** 取り組む課題 **
• a. 動物倫理の文章のうち、「私が時々読んでいる、シノドス」を含む語句で始まり「うーむ、そこはかとなく欧米のバックグラウンドを感じさせるような価値観…。」で終わる部分を、一字も変えずに書き写してください。
• b. 動物倫理の文章で紹介されている記事の概要では、なるべく植物を食べて生きていくことが倫理的だとされています。その理由を1〜3文で説明してください。

** 提供された文章 **
################
動物倫理を考える(1)

synodos.jp

私が時々読んでいる、シノドスという若手研究者などが自分の分野を一般向けに説明するwebコラムサイトで、「動物にたいする倫理的配慮と動物理解」という記事がアップされていました。筆者はやはり若い研究者のようです。

動物倫理というか、動物愛護のロジックについては色々思うところがあり、以前から書きたいと思っていたんですよね。下書きを書いて消したりそのまま放置というものも、実はあります。難しい問題ですが、「どのように理屈付けるのか」という観点から見ると大変興味深いテーマだと思います。

久保田さゆり氏によるこの記事の概要は、次のようなものです。

近年、犬や猫の殺処分を失くしていこうとする動きが支持を得てきているが、牛や豚など食肉用の畜産動物に関しても、「食べるために殺すことの方が倫理的に維持できない扱いということになるのは、ほとんど確かである(上記記事から引用)」。また、畜産動物を育てるためには植物も多く消費しているので、そもそも人間も肉食をやめることはできないにしても最小にとどめ、なるべく植物を食べて生きていくことが倫理的である。

うーむ、そこはかとなく欧米のバックグラウンドを感じさせるような価値観…。
################
** 記録 **

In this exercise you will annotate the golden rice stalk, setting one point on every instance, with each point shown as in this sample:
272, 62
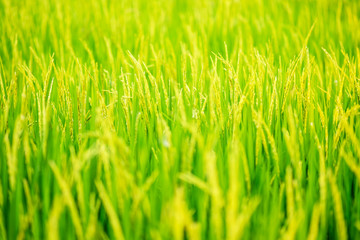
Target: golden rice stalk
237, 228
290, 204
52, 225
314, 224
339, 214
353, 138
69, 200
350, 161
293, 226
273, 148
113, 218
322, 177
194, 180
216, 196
################
** 課題の解答 **
• a.
私が時々読んでいる、シノドスという若手研究者などが自分の分野を一般向けに説明するwebコラムサイトで、「動物にたいする倫理的配慮と動物理解」という記事がアップされていました。筆者はやはり若い研究者のようです。

動物倫理というか、動物愛護のロジックについては色々思うところがあり、以前から書きたいと思っていたんですよね。下書きを書いて消したりそのまま放置というものも、実はあります。難しい問題ですが、「どのように理屈付けるのか」という観点から見ると大変興味深いテーマだと思います。

久保田さゆり氏によるこの記事の概要は、次のようなものです。

近年、犬や猫の殺処分を失くしていこうとする動きが支持を得てきているが、牛や豚など食肉用の畜産動物に関しても、「食べるために殺すことの方が倫理的に維持できない扱いということになるのは、ほとんど確かである(上記記事から引用)」。また、畜産動物を育てるためには植物も多く消費しているので、そもそも人間も肉食をやめることはできないにしても最小にとどめ、なるべく植物を食べて生きていくことが倫理的である。

うーむ、そこはかとなく欧米のバックグラウンドを感じさせるような価値観…。

• b. 畜産動物を育てるためにも、植物が多く消費されているからです。そのため、肉食はやめられないとしても最小にとどめ、なるべく植物を食べて生きることが倫理的だとされています。